***** Data excerpts *****
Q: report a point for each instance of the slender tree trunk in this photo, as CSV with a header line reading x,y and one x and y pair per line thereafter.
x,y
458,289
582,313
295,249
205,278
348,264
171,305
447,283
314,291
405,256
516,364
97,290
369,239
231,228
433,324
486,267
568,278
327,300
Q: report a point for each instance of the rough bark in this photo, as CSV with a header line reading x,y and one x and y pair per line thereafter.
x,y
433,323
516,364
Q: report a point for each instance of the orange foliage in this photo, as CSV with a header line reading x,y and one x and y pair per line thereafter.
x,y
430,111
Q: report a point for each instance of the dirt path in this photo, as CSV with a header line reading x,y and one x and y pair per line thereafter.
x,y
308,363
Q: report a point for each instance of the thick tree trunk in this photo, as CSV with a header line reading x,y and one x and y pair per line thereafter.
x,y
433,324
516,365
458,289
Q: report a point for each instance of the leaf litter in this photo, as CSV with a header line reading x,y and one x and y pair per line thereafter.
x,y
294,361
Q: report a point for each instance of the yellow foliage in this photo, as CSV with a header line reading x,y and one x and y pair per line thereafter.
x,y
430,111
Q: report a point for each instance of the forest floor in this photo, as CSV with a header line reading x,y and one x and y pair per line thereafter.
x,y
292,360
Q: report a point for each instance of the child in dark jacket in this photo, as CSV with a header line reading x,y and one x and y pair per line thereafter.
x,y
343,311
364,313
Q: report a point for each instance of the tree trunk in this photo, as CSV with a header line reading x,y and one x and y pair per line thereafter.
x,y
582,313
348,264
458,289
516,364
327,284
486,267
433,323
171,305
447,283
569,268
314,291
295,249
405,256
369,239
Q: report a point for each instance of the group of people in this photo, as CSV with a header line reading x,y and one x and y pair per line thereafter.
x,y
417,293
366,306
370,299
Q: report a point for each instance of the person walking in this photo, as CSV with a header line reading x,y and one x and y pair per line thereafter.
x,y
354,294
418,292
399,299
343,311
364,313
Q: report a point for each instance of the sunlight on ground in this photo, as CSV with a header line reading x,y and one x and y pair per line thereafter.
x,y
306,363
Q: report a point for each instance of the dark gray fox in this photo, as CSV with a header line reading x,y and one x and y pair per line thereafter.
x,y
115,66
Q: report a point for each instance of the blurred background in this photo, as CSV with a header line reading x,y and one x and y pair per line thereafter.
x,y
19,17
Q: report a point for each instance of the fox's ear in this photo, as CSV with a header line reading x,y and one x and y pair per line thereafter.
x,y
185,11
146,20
*****
→ **Work instructions**
Write out each entry above exactly as it is written.

→ **The answer**
Q: report a point for each instance of the slender tree trunk in this photo, as CSV with a header line reading x,y and one x and y pair per line thereafter.
x,y
458,289
582,313
295,249
205,278
348,264
171,305
447,283
314,291
405,256
516,364
97,290
369,239
231,228
433,324
486,267
568,278
327,300
Q: report a point for each instance of the rough bark in this photo, as CSV with a header line reading x,y and one x and y pair per line thereafter.
x,y
433,323
516,364
Q: report a point for each instance of the orange foliage in this photo, as CSV with a header line reading x,y and one x and y pair per line thereafter.
x,y
430,111
Q: report a point for each instance of the dirt path in this photo, as CSV with a header line reading x,y and one x and y pair per line thereafter.
x,y
308,363
Q: report a point for each instance of the thick tree trunk in this photo, as CSV with a header line reading x,y and one x and y pair per line thereafter.
x,y
433,324
516,365
458,289
Q: report a point for each instance of the leaf litter in this photo, as CSV with a header line reading x,y and one x and y pair per line thereafter.
x,y
294,361
Q: report a point for each instance of the yellow foliage in this photo, as CSV with a header line reading x,y and one x and y pair per line thereafter.
x,y
430,111
Q: report a point for each instance of the forest floor in this photo, as CSV with a header line reading x,y and one x and y pair per line thereafter.
x,y
292,360
Q: report a point for each instance of the child in dark jacket in this photo, as CSV with a header line reading x,y and one x and y pair per line thereafter.
x,y
343,311
364,313
Q: report a point for each instance of the tree trunk in this photo, as CSV with a header line reading x,y and one x and y pair per line thereafter.
x,y
582,313
348,264
458,289
516,364
327,284
486,267
433,323
171,305
447,283
569,268
314,291
295,249
405,256
369,239
Q: report a point for each instance of the group of people in this photo, as CSV with a header line reading x,y and one x and y pair per line thereafter.
x,y
417,293
366,306
370,299
Q: report a point for each instance of the person walking in this photo, as CSV with a header line reading x,y and one x and y pair per line thereafter.
x,y
354,294
418,292
399,299
343,311
364,313
Q: report a point for each instance of the sunlight on ground in this photo, as CSV with a header line reading x,y and one x and y pair per line thereafter.
x,y
306,363
Q: report a point for each instance of the dark gray fox in this photo, as CSV with a header line reading x,y and one x and y pair per line thereafter.
x,y
115,66
Q: report a point for each instance of the blurred background in this photo, as CSV with a header line reading x,y and one x and y pair per line thereafter.
x,y
19,17
Q: report a point for each instance of the fox's ear in this photo, as CSV with a header line reading x,y and one x and y pair per line thereafter.
x,y
185,11
146,20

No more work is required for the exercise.